Revendiquer ses priviléges, c’était bon aux agents de change de l’autre siècle, quand ils avaient à se partager, entre eux soixante, quelques maigres créances sur l’État et de rares billets de commerce. C’était bon encore au temps de la Restauration, lorsque le bulletin de la Bourse était limité aux rentes, aux actions de la Banque, aux actions des canaux, de vraies bimbeloteries.

Mais aujourd’hui qu’à ces valeurs anciennes sont venus s’ajouter les mines, les forges, le gaz, les chemins de fer, des milliards de commandite, il serait vraiment mesquin de chercher noise à de pauvres hères qui se contentent d’opérer sur quelques centaines de millions. Aussi nos agents de change d’aujourd’hui se conduisent-ils en grands seigneurs, libéraux et courtois. Non contents de tolérer les coulissiers et les courtiers sans mandats, ils chargent volontiers les premiers de leur acheter de la rente, et ils font une remise aux seconds, qui ont besoin de leur intervention pour certains marchés où le concours des agents officiels est nécessaire.

·····

Objectif —
Recopiez le texte sur les agents de change en commençant aux mots « Revendiquer ses priviléges, c’était » et en vous arrêtant après « de vraies bimbeloteries. », et substituez « babioles » à « bimbeloteries ». Les enregistrements ne sont d'aucune utilité ici.

[Entrées de pointage et d'étiquetage]
·····

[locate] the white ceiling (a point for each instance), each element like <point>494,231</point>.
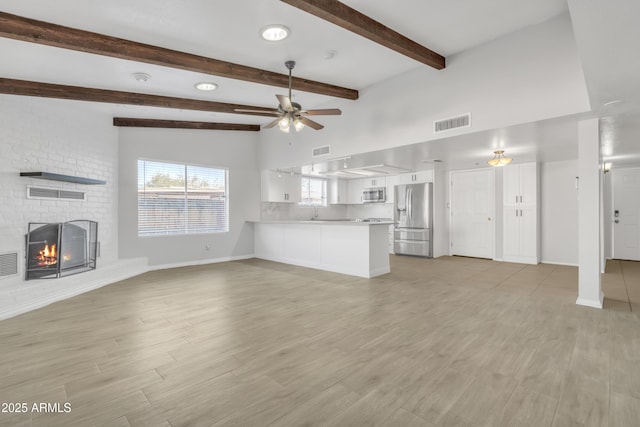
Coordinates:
<point>228,30</point>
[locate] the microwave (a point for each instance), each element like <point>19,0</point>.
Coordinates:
<point>374,195</point>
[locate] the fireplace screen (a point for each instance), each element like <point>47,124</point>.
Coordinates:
<point>59,249</point>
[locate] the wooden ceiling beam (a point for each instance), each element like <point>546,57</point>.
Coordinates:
<point>181,124</point>
<point>30,30</point>
<point>76,93</point>
<point>343,16</point>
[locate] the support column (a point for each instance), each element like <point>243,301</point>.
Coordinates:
<point>589,239</point>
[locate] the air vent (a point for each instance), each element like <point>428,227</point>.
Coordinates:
<point>444,125</point>
<point>321,151</point>
<point>8,264</point>
<point>53,193</point>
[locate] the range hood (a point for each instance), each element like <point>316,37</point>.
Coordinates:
<point>365,171</point>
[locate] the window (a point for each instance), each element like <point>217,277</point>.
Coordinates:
<point>181,199</point>
<point>314,191</point>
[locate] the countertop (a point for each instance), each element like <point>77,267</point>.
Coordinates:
<point>321,222</point>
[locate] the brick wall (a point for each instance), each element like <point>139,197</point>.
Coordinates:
<point>62,137</point>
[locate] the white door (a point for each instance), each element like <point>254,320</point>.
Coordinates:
<point>472,213</point>
<point>626,214</point>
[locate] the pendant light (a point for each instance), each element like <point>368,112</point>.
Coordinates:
<point>499,159</point>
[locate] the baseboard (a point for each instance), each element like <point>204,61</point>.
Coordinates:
<point>199,262</point>
<point>34,294</point>
<point>590,302</point>
<point>568,264</point>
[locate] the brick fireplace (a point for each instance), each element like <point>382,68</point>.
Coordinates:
<point>60,249</point>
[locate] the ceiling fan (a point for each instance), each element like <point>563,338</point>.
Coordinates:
<point>290,114</point>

·····

Réponse attendue —
Revendiquer ses priviléges, c’était bon aux agents de change de l’autre siècle, quand ils avaient à se partager, entre eux soixante, quelques maigres créances sur l’État et de rares billets de commerce. C’était bon encore au temps de la Restauration, lorsque le bulletin de la Bourse était limité aux rentes, aux actions de la Banque, aux actions des canaux, de vraies babioles.